### What you should do
Copy out every line in the records below that contains the string "washer". Matching is case-sensitive.

### Provided data
+-------+

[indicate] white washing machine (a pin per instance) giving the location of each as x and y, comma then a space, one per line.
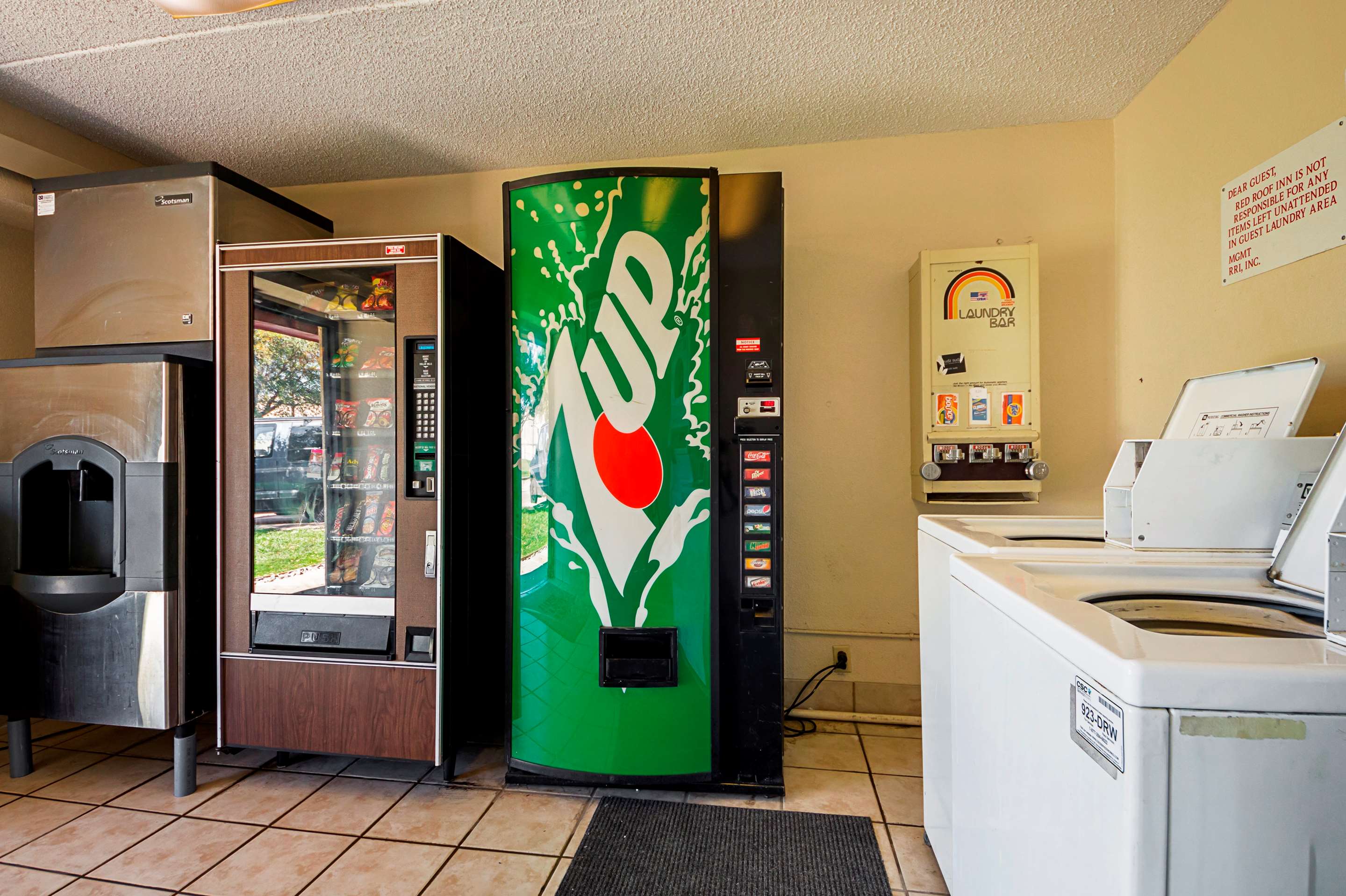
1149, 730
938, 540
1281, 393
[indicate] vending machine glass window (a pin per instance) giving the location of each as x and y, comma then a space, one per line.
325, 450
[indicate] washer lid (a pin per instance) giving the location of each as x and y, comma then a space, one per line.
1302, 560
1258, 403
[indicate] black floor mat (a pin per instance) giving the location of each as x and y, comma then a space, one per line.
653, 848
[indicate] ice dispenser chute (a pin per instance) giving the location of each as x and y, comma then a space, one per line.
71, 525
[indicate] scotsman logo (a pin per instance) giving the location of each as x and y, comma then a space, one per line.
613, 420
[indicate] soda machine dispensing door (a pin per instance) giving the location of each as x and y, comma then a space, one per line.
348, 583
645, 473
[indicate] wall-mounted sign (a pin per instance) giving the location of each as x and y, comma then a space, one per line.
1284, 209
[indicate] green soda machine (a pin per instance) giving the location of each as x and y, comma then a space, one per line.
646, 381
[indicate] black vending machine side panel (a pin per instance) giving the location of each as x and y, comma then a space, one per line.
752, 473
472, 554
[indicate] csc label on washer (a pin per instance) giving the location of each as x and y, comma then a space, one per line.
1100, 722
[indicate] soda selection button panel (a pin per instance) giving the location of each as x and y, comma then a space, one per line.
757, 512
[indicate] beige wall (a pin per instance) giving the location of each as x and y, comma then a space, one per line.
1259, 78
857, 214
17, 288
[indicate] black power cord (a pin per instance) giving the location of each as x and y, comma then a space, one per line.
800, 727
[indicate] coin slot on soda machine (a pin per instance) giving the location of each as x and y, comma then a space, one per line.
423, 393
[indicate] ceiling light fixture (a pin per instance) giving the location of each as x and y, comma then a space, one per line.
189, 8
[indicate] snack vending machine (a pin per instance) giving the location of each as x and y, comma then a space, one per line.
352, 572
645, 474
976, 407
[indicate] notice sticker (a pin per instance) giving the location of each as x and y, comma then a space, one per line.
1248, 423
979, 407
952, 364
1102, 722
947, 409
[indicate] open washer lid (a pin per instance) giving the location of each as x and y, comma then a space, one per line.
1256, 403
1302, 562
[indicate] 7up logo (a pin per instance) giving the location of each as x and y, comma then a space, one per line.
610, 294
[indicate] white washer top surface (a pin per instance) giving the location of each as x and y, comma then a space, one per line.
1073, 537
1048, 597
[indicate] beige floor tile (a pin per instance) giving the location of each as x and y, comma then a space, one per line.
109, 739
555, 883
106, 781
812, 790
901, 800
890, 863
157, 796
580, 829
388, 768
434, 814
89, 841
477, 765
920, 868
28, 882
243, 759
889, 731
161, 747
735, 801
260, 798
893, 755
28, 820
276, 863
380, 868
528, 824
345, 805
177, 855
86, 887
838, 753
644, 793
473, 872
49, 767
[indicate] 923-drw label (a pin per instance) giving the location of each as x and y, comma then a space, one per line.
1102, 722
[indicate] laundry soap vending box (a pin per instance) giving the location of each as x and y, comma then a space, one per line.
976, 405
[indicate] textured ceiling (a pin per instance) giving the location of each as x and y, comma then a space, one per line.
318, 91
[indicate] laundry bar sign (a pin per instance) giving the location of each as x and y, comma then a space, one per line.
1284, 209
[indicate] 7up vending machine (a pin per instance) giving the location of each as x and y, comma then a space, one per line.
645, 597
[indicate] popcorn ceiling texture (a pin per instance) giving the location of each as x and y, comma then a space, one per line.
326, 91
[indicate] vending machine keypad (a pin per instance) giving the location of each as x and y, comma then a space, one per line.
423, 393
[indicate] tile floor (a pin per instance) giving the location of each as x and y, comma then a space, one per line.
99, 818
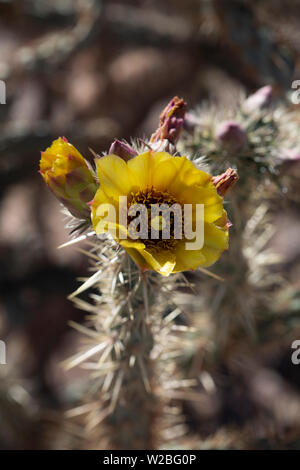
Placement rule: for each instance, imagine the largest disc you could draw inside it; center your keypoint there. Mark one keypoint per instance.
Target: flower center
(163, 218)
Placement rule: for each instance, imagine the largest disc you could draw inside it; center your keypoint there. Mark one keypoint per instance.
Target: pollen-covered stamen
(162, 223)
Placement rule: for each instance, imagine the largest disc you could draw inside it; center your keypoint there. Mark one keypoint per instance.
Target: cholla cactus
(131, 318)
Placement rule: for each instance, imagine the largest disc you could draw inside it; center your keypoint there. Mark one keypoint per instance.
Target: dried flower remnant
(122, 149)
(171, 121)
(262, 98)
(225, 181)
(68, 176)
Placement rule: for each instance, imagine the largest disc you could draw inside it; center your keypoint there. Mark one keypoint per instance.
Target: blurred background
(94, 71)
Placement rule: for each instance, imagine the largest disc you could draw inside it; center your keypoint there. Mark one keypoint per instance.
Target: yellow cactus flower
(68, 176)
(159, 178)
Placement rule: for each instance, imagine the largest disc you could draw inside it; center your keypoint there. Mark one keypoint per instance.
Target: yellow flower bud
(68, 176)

+-------+

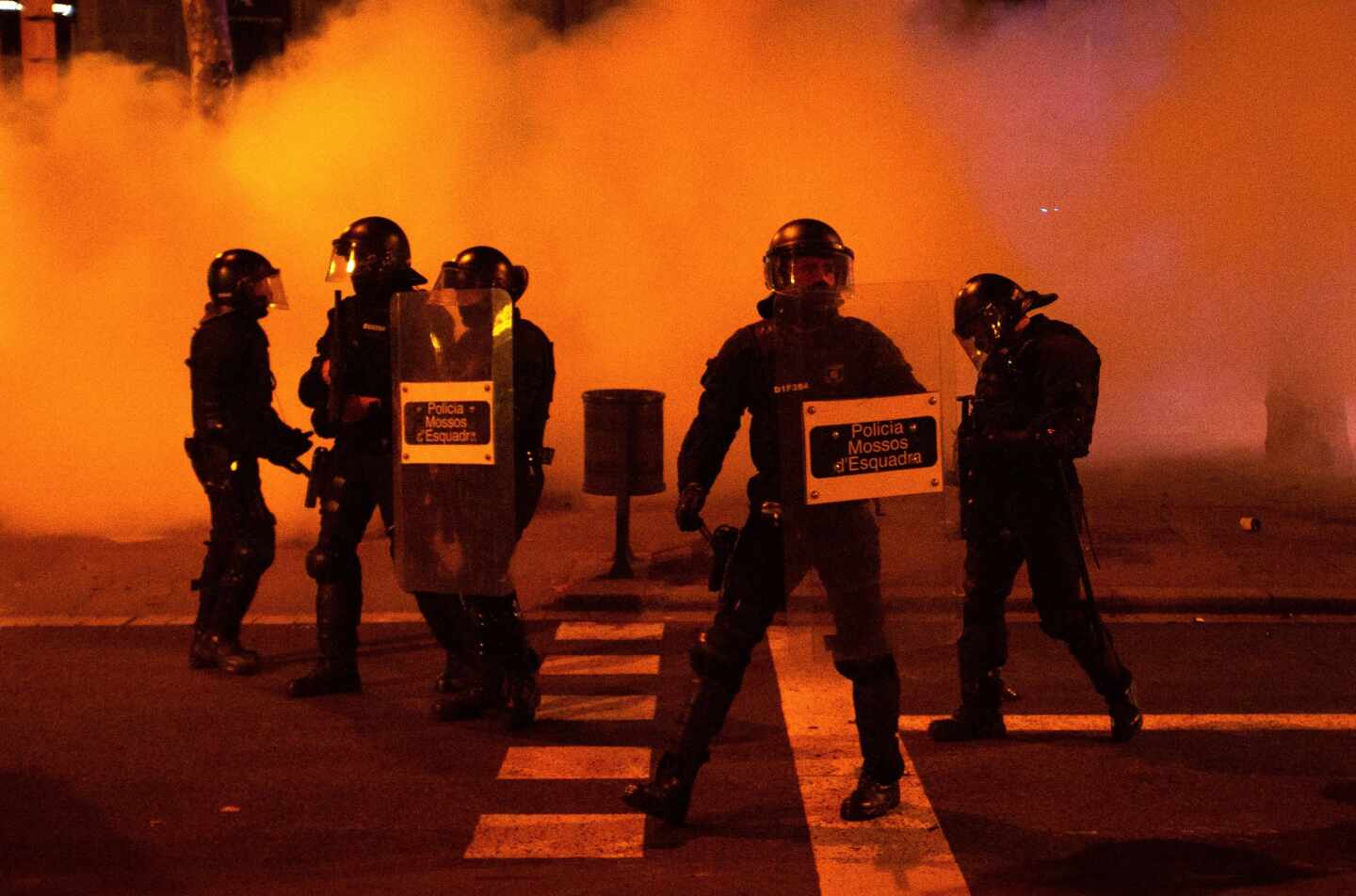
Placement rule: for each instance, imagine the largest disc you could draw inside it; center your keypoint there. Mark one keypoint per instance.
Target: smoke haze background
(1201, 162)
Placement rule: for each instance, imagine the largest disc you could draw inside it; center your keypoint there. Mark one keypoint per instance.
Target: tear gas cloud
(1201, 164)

+-------+

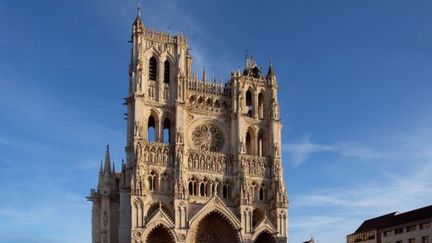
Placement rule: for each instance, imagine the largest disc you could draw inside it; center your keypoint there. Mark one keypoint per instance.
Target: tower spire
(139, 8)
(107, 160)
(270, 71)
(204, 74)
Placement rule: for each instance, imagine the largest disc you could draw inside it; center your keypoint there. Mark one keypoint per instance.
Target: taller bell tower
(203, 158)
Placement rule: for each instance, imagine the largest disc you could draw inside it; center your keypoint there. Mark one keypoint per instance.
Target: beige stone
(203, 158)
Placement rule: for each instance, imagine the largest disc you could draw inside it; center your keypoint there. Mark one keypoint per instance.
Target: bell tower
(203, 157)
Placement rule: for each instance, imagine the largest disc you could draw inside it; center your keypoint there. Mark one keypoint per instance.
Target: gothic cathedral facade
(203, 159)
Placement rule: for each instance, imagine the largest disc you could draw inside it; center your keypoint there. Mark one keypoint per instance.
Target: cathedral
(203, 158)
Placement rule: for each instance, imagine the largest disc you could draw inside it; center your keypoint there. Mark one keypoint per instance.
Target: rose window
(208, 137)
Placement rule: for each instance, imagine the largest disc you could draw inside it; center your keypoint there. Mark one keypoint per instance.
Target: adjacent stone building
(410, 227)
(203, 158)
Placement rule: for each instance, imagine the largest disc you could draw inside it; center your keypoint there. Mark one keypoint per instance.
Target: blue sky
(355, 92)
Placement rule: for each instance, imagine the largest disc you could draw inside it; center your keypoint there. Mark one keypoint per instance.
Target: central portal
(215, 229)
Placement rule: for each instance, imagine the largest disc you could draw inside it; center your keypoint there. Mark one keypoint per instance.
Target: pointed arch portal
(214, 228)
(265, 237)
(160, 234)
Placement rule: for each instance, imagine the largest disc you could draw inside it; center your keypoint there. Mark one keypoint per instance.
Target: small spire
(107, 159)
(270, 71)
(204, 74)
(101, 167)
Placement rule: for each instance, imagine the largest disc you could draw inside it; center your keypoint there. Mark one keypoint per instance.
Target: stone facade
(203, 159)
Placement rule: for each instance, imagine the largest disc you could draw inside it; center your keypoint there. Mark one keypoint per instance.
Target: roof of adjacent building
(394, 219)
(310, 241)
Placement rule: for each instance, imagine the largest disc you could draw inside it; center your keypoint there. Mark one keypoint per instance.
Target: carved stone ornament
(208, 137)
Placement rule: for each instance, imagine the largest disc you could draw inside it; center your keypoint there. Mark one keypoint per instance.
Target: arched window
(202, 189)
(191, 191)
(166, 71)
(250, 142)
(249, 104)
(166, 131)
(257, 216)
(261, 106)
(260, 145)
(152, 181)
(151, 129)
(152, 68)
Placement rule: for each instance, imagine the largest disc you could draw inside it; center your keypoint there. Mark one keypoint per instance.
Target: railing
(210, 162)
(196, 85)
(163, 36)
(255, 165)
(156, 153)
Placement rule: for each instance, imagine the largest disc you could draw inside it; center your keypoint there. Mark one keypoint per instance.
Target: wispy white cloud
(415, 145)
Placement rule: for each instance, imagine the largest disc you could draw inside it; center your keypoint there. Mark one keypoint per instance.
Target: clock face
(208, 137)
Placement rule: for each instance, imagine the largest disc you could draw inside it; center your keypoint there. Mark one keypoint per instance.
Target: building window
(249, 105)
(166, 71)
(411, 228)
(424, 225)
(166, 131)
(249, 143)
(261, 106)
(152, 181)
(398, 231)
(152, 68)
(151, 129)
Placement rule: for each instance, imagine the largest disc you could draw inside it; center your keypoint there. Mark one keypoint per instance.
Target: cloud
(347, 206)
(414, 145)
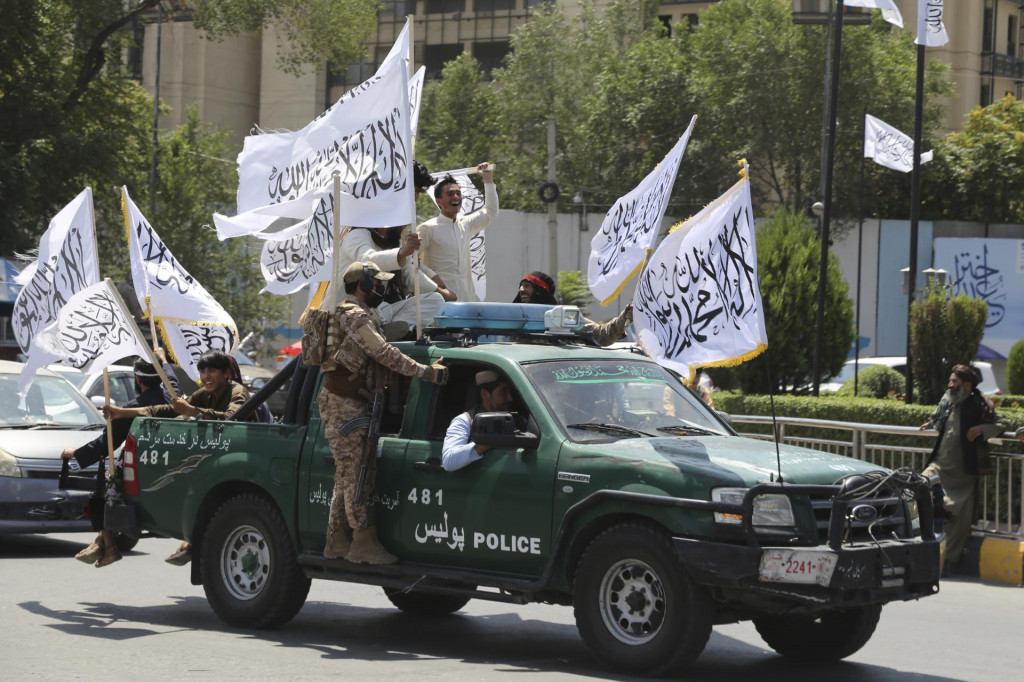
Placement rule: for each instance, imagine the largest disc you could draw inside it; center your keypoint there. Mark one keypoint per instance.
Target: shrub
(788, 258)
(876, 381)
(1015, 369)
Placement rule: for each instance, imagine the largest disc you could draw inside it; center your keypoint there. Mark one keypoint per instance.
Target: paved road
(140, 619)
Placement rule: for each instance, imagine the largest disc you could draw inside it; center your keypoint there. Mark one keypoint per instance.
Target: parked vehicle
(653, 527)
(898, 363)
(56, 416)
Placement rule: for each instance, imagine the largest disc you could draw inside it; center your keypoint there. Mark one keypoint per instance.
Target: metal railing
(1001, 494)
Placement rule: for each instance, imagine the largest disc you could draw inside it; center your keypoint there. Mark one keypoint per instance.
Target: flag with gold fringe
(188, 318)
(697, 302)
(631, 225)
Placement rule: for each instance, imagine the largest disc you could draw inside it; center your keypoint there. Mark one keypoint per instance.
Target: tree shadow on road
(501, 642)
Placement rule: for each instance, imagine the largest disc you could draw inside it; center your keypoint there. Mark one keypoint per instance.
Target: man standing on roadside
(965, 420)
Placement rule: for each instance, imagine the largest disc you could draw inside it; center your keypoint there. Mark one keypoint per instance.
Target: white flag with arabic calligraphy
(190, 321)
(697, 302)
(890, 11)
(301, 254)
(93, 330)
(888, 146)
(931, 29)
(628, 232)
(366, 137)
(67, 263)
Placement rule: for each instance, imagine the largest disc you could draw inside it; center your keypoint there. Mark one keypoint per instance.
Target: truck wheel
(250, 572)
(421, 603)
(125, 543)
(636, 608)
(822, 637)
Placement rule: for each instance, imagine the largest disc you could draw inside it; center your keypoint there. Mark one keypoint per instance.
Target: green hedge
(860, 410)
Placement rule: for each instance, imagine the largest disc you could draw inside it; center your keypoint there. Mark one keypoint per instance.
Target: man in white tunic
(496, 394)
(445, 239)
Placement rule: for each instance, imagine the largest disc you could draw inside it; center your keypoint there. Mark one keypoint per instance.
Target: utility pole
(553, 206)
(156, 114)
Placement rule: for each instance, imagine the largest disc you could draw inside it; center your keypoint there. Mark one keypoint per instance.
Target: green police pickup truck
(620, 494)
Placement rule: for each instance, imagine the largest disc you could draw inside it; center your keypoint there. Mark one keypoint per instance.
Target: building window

+-------+

### Finished task
[indicate] washer lid (a pin per instance) giving the location of each as x and y, comma then a space, one per line.
[indicate] csc label on washer (a pin per instance) giving the location of each as x and y, comma then a space, one per line.
[indicate] open washer lid (a pin per instance) giving the location of each as x and y, comma then a space, one per line.
[indicate] white washer top surface (a pin per instance) giving the location of each as x and y, comma then a space, one per line.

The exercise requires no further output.